Appearing before Parliament’s Committee on Education and Sports, Prof Nawangwe, who was accompanied by the University Council chairperson, Ms Lorna Magara, and other officials, said although they have not set the dates for the extension, they will discuss the matter extensively first.

“In the council communiqué two days ago, the issue arose and management was tasked to make sure that students who have lost time should be compensated with time,” Prof Nawangwe said.

He added: “There are those who started on the very first day and so there, there is no issue but those who have lost time, we are going to verify how much time is lost and we recommend to council that for those, the time lost should be compensated.”

He was responding to concerns by MPs about the fate of students as the strike goes on. “Once the students pay, they must be taught; assuming that all these students drag the university to court, will you be able to pay them?” asked Labwor County MP Michael Ayepa.

The Vice Chancellor explained that many lecturers had accepted to resume work and that by Wednesday most of the colleges had resumed full teaching in all departments, with the exception of school of law.

Makerere University students earlier this week came out to demand for the extension of the semester.

Being a promotional semester, some students suggested that the management should extend the current semester, as a way of compensating their lost time which has so far expanded to one month of no lectures.

“We are spending a lot of money coming for lectures but some lecturers have not turned up. So the management should think of compensating us by extending the semester,” Simon Mugabi, a Bachelors of Science in Education student suggested.

Derrick Kamanzi, a third-year Social Work and Social Administration student also suggested that lecturers should compensate their lost time to avoid being burdened with a lot of work.

“If lecturers do not compensate us, we shall be burdened with a lot of work that we will not be able to digest in a short period of time,” Kamanzi said.

■ **GOAL A**: List every person named in the excerpt on the Makerere University strike.

■ **INPUT MATERIAL**:

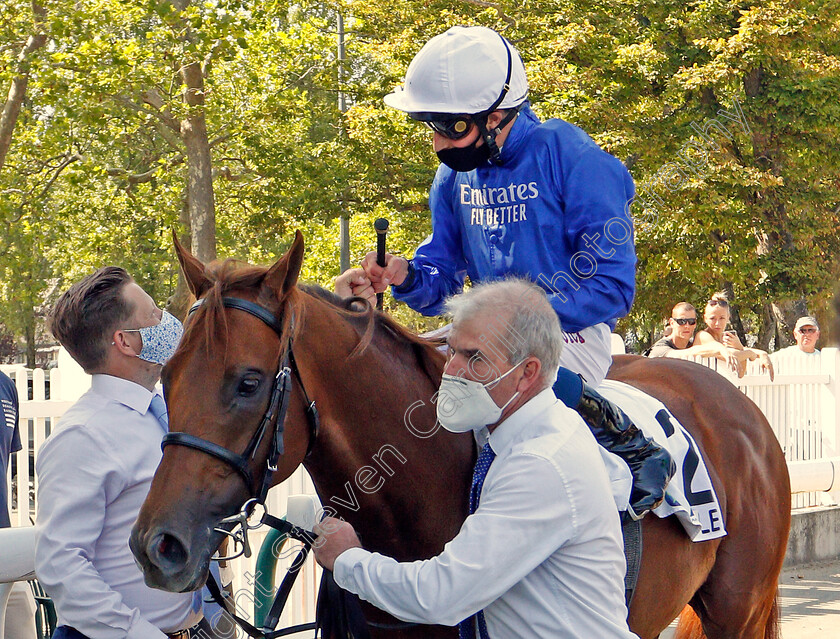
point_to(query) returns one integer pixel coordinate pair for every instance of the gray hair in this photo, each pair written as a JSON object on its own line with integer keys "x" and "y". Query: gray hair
{"x": 519, "y": 316}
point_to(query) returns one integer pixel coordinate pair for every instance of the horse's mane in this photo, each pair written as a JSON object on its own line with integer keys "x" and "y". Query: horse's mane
{"x": 232, "y": 275}
{"x": 357, "y": 309}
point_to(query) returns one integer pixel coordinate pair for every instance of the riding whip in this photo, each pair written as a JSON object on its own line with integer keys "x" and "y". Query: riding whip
{"x": 381, "y": 226}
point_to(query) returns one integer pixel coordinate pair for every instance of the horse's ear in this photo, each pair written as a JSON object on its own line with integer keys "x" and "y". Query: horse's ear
{"x": 282, "y": 277}
{"x": 192, "y": 267}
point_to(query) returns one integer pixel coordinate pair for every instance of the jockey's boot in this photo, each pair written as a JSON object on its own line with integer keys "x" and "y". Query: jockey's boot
{"x": 650, "y": 464}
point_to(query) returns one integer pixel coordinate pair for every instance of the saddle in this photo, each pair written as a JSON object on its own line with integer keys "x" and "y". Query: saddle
{"x": 650, "y": 464}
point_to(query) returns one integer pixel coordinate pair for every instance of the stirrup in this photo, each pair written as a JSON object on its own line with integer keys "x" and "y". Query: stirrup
{"x": 650, "y": 464}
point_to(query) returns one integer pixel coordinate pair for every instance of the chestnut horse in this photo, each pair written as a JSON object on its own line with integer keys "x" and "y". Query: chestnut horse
{"x": 379, "y": 461}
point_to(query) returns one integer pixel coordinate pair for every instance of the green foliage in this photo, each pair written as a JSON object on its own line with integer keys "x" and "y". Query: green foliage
{"x": 96, "y": 173}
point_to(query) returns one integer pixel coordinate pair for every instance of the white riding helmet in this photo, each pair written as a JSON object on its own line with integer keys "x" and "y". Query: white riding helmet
{"x": 462, "y": 71}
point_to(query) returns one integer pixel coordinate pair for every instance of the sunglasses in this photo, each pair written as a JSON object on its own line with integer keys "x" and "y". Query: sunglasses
{"x": 682, "y": 321}
{"x": 451, "y": 128}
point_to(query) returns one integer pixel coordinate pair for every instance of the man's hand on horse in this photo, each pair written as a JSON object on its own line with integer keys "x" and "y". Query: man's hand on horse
{"x": 354, "y": 283}
{"x": 334, "y": 537}
{"x": 394, "y": 272}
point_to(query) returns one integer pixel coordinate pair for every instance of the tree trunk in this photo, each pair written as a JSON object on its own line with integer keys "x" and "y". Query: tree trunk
{"x": 202, "y": 206}
{"x": 775, "y": 238}
{"x": 14, "y": 101}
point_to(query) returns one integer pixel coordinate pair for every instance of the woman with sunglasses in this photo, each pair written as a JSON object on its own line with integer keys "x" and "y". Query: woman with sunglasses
{"x": 682, "y": 342}
{"x": 716, "y": 315}
{"x": 512, "y": 196}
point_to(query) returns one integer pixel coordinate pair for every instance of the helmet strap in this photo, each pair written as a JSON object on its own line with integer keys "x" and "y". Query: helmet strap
{"x": 489, "y": 135}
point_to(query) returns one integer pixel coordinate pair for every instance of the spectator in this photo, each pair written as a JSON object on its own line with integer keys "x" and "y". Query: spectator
{"x": 517, "y": 196}
{"x": 20, "y": 611}
{"x": 682, "y": 324}
{"x": 541, "y": 554}
{"x": 807, "y": 334}
{"x": 716, "y": 316}
{"x": 95, "y": 469}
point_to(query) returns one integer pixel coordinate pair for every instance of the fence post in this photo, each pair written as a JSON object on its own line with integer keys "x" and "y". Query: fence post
{"x": 831, "y": 402}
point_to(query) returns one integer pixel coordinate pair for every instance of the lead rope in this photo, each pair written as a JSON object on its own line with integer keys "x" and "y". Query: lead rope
{"x": 273, "y": 617}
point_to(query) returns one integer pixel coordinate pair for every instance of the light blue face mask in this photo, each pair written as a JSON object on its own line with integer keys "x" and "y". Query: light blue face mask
{"x": 160, "y": 340}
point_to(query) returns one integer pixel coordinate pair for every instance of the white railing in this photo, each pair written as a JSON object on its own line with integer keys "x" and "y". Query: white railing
{"x": 39, "y": 415}
{"x": 802, "y": 405}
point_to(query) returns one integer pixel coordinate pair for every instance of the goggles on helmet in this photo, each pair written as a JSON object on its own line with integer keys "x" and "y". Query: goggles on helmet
{"x": 453, "y": 127}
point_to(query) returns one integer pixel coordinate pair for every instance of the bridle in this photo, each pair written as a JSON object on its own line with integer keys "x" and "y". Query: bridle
{"x": 275, "y": 413}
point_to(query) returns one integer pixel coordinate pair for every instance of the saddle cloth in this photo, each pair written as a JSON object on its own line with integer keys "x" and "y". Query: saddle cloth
{"x": 690, "y": 495}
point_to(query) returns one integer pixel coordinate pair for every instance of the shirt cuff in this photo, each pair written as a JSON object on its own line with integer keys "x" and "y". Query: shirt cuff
{"x": 408, "y": 282}
{"x": 144, "y": 630}
{"x": 344, "y": 564}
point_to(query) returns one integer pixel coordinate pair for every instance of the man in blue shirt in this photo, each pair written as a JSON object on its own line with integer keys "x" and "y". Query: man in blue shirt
{"x": 20, "y": 611}
{"x": 515, "y": 196}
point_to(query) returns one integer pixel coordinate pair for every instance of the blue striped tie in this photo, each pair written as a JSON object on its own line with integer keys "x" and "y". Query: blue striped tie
{"x": 466, "y": 629}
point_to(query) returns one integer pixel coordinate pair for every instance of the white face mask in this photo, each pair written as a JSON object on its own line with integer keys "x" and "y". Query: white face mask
{"x": 464, "y": 405}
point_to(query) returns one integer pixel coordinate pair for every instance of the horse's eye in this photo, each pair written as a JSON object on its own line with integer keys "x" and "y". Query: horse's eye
{"x": 248, "y": 386}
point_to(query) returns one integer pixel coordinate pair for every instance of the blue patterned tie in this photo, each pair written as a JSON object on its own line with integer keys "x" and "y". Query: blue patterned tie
{"x": 158, "y": 409}
{"x": 466, "y": 629}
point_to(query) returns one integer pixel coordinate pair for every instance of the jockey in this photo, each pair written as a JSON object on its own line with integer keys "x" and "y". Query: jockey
{"x": 538, "y": 200}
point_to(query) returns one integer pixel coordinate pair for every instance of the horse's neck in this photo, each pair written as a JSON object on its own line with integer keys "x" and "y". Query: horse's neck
{"x": 379, "y": 462}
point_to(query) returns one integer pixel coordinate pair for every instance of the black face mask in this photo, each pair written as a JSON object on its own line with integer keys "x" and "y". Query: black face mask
{"x": 465, "y": 159}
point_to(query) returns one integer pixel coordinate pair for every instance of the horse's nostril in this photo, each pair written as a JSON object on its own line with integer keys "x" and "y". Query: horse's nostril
{"x": 168, "y": 553}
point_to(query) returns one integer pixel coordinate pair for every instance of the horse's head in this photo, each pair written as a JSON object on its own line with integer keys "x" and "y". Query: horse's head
{"x": 219, "y": 386}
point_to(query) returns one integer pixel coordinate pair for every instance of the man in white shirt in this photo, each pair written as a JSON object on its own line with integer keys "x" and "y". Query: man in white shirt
{"x": 807, "y": 334}
{"x": 541, "y": 554}
{"x": 95, "y": 469}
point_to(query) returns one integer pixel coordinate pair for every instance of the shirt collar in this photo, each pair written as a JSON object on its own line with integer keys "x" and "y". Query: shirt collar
{"x": 123, "y": 391}
{"x": 503, "y": 438}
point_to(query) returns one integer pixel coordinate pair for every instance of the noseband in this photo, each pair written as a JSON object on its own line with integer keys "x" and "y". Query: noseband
{"x": 274, "y": 412}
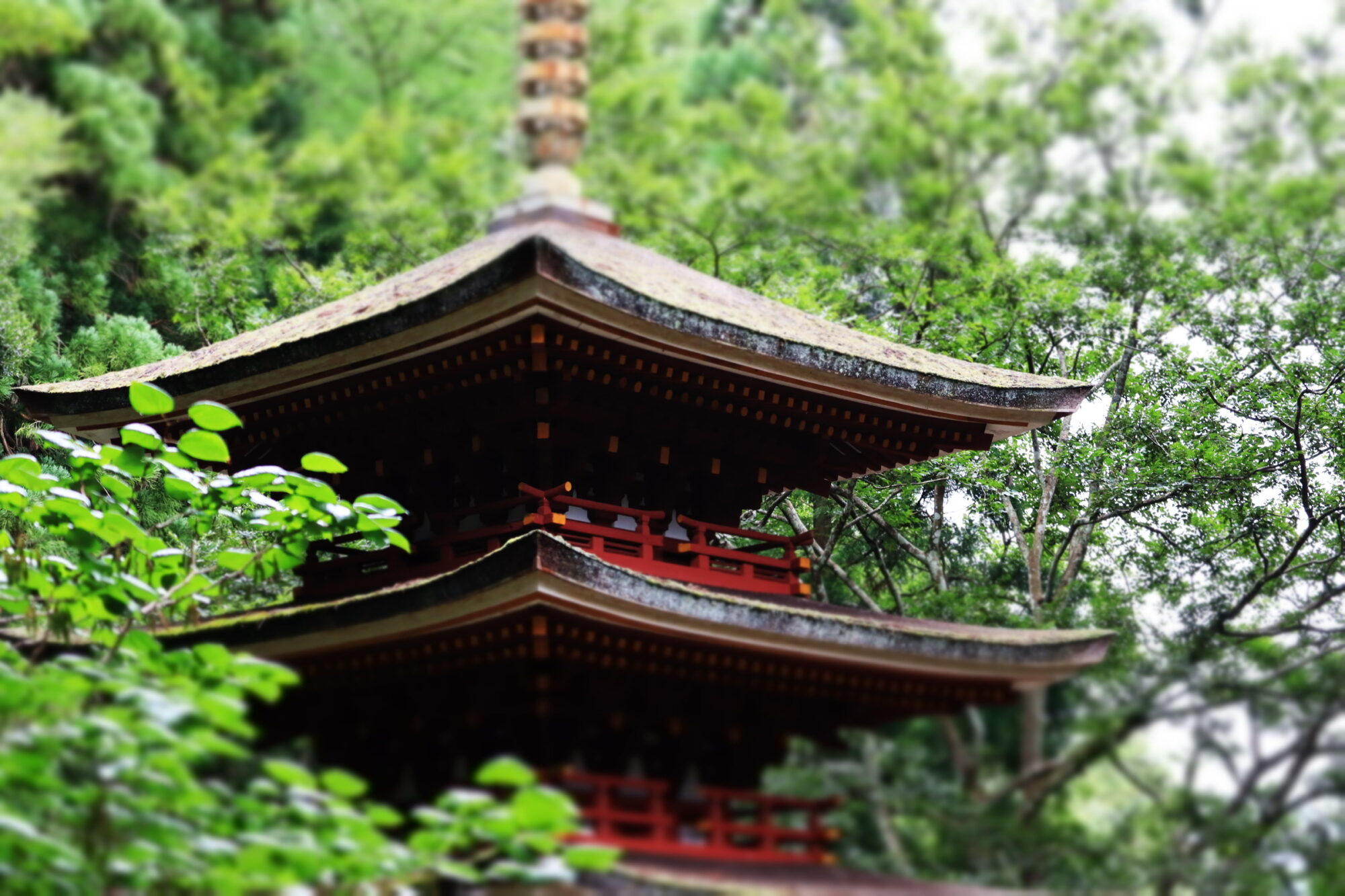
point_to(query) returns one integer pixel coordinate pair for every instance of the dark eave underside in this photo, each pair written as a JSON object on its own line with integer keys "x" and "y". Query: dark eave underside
{"x": 602, "y": 268}
{"x": 822, "y": 626}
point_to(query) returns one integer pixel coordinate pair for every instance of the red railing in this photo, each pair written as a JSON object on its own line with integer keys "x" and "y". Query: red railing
{"x": 693, "y": 560}
{"x": 644, "y": 815}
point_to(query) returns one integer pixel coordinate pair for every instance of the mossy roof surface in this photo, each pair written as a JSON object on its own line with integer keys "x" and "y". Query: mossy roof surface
{"x": 785, "y": 615}
{"x": 605, "y": 268}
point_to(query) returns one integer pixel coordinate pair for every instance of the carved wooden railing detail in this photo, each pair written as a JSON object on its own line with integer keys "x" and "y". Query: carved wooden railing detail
{"x": 644, "y": 545}
{"x": 645, "y": 815}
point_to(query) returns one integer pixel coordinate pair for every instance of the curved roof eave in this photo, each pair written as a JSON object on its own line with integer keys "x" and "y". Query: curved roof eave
{"x": 605, "y": 270}
{"x": 580, "y": 581}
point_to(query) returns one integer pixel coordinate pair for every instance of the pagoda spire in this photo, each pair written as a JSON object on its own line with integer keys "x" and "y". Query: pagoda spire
{"x": 553, "y": 118}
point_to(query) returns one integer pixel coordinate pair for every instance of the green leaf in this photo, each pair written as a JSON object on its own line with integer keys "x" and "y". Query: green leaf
{"x": 590, "y": 857}
{"x": 289, "y": 772}
{"x": 142, "y": 435}
{"x": 215, "y": 655}
{"x": 319, "y": 462}
{"x": 543, "y": 809}
{"x": 204, "y": 446}
{"x": 383, "y": 815}
{"x": 505, "y": 771}
{"x": 342, "y": 783}
{"x": 212, "y": 415}
{"x": 150, "y": 400}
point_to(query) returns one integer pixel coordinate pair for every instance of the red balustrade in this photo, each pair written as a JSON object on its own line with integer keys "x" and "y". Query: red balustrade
{"x": 693, "y": 560}
{"x": 645, "y": 815}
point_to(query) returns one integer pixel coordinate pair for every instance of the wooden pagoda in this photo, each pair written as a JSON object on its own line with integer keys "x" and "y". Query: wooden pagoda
{"x": 576, "y": 424}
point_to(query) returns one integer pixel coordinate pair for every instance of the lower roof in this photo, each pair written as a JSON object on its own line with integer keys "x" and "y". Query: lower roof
{"x": 541, "y": 569}
{"x": 664, "y": 876}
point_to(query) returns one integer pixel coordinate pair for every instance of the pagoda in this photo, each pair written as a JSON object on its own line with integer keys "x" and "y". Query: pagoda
{"x": 575, "y": 424}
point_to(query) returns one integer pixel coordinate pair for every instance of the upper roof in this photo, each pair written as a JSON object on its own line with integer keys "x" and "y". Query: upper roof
{"x": 605, "y": 270}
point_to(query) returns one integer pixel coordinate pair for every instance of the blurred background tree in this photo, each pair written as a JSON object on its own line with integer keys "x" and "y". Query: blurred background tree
{"x": 1156, "y": 212}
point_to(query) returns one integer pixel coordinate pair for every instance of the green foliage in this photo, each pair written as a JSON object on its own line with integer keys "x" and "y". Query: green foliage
{"x": 127, "y": 766}
{"x": 1050, "y": 209}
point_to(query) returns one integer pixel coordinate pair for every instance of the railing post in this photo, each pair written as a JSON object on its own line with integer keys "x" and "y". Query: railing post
{"x": 697, "y": 537}
{"x": 642, "y": 526}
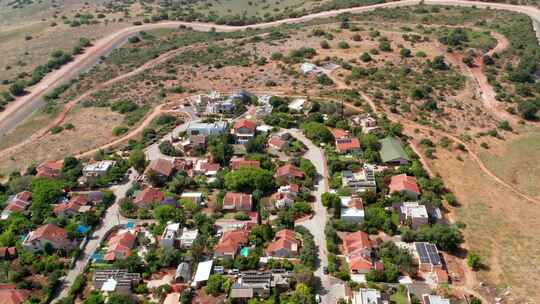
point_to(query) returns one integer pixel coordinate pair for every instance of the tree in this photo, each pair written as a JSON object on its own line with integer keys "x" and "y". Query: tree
{"x": 474, "y": 260}
{"x": 137, "y": 160}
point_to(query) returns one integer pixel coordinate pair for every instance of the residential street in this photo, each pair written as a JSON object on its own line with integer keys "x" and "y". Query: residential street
{"x": 333, "y": 289}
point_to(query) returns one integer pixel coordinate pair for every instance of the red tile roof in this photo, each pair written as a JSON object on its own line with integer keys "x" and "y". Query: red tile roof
{"x": 13, "y": 296}
{"x": 49, "y": 169}
{"x": 231, "y": 241}
{"x": 51, "y": 233}
{"x": 162, "y": 166}
{"x": 149, "y": 196}
{"x": 237, "y": 201}
{"x": 403, "y": 182}
{"x": 240, "y": 162}
{"x": 120, "y": 245}
{"x": 245, "y": 123}
{"x": 347, "y": 145}
{"x": 289, "y": 170}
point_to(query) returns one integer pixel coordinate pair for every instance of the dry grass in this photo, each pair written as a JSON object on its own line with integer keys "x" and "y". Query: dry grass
{"x": 92, "y": 128}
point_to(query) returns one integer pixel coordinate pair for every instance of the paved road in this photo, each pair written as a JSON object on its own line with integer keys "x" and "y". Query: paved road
{"x": 111, "y": 219}
{"x": 23, "y": 107}
{"x": 332, "y": 288}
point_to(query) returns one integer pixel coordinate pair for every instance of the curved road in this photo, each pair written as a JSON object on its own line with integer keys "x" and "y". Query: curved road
{"x": 23, "y": 107}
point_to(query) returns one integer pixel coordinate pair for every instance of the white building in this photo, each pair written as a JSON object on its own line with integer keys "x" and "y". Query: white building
{"x": 367, "y": 296}
{"x": 352, "y": 209}
{"x": 188, "y": 237}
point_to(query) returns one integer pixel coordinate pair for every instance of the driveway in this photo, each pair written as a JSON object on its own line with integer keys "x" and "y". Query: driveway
{"x": 332, "y": 288}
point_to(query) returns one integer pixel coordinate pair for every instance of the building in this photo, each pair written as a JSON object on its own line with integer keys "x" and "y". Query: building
{"x": 412, "y": 213}
{"x": 170, "y": 235}
{"x": 47, "y": 234}
{"x": 285, "y": 245}
{"x": 288, "y": 172}
{"x": 49, "y": 169}
{"x": 230, "y": 243}
{"x": 392, "y": 152}
{"x": 10, "y": 295}
{"x": 148, "y": 196}
{"x": 188, "y": 237}
{"x": 115, "y": 280}
{"x": 162, "y": 168}
{"x": 120, "y": 245}
{"x": 427, "y": 256}
{"x": 405, "y": 184}
{"x": 244, "y": 130}
{"x": 234, "y": 201}
{"x": 360, "y": 181}
{"x": 183, "y": 273}
{"x": 242, "y": 163}
{"x": 200, "y": 128}
{"x": 97, "y": 169}
{"x": 434, "y": 299}
{"x": 352, "y": 209}
{"x": 203, "y": 273}
{"x": 17, "y": 203}
{"x": 367, "y": 296}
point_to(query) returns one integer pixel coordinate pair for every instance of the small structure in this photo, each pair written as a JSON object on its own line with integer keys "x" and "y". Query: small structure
{"x": 230, "y": 243}
{"x": 115, "y": 280}
{"x": 405, "y": 184}
{"x": 434, "y": 299}
{"x": 288, "y": 172}
{"x": 360, "y": 181}
{"x": 203, "y": 273}
{"x": 188, "y": 237}
{"x": 49, "y": 169}
{"x": 119, "y": 246}
{"x": 412, "y": 213}
{"x": 367, "y": 296}
{"x": 170, "y": 235}
{"x": 148, "y": 197}
{"x": 284, "y": 245}
{"x": 214, "y": 128}
{"x": 47, "y": 234}
{"x": 427, "y": 256}
{"x": 162, "y": 168}
{"x": 17, "y": 203}
{"x": 392, "y": 152}
{"x": 183, "y": 273}
{"x": 97, "y": 169}
{"x": 234, "y": 201}
{"x": 298, "y": 104}
{"x": 242, "y": 163}
{"x": 352, "y": 209}
{"x": 244, "y": 130}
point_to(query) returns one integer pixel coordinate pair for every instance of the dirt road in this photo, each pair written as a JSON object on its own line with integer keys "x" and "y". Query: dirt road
{"x": 23, "y": 107}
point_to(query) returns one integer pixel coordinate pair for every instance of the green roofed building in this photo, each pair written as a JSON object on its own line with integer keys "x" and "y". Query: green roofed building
{"x": 392, "y": 151}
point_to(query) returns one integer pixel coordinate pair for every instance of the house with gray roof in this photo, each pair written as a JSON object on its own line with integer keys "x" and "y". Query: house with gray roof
{"x": 392, "y": 151}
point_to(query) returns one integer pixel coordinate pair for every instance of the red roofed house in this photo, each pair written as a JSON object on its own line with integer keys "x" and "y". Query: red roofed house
{"x": 49, "y": 233}
{"x": 288, "y": 172}
{"x": 244, "y": 130}
{"x": 162, "y": 168}
{"x": 17, "y": 203}
{"x": 49, "y": 169}
{"x": 404, "y": 183}
{"x": 241, "y": 163}
{"x": 11, "y": 295}
{"x": 348, "y": 145}
{"x": 148, "y": 197}
{"x": 275, "y": 142}
{"x": 230, "y": 243}
{"x": 234, "y": 201}
{"x": 284, "y": 246}
{"x": 119, "y": 246}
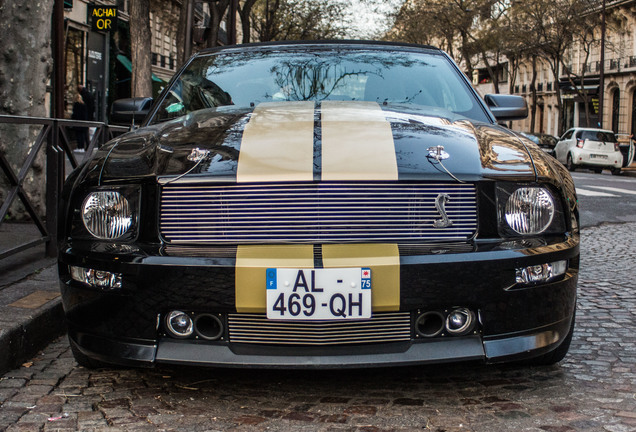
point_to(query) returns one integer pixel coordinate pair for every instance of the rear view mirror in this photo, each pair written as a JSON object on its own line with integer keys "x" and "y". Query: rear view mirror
{"x": 130, "y": 111}
{"x": 507, "y": 107}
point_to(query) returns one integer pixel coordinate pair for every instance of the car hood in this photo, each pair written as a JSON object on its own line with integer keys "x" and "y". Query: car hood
{"x": 294, "y": 141}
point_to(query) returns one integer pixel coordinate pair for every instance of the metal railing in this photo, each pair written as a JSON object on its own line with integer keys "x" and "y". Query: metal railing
{"x": 53, "y": 138}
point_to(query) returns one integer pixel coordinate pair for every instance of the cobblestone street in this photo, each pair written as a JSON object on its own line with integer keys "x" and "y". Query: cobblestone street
{"x": 593, "y": 389}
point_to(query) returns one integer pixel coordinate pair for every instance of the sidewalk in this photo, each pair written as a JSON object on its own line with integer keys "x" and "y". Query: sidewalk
{"x": 30, "y": 304}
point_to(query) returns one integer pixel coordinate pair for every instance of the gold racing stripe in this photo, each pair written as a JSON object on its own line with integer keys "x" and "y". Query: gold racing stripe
{"x": 357, "y": 142}
{"x": 278, "y": 143}
{"x": 251, "y": 264}
{"x": 384, "y": 262}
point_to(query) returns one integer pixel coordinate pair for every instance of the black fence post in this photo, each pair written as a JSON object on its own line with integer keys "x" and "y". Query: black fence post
{"x": 54, "y": 176}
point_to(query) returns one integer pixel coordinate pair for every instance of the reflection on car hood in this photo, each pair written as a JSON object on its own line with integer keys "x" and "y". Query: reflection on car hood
{"x": 292, "y": 141}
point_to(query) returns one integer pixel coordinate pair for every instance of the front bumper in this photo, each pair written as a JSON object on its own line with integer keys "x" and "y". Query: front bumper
{"x": 469, "y": 348}
{"x": 516, "y": 322}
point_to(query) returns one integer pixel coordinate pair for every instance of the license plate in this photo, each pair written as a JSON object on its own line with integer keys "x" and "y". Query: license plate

■ **GOAL B**: Render the lines of the listing as a numbered list, starting from the line that contains "Query: front bumper" and running through the final line of the listing, both ends included and blank lines omitted.

■ **WORKED ANSWER A**: Prof Nawangwe, Ms Lorna Magara, Michael Ayepa, Simon Mugabi, Derrick Kamanzi

■ **WORKED ANSWER B**:
1. point_to(query) returns one integer pixel coordinate pair for every instance of the front bumper in this photo, each pair written as a JSON object on its own line with integer keys "x" and "y". Query: front bumper
2. {"x": 469, "y": 348}
3. {"x": 516, "y": 322}
4. point_to(query) returns one integer pixel coordinate pair for every instance of the license plate in this photo, each pair written as a JSON object on its own line with integer keys "x" and "y". Query: license plate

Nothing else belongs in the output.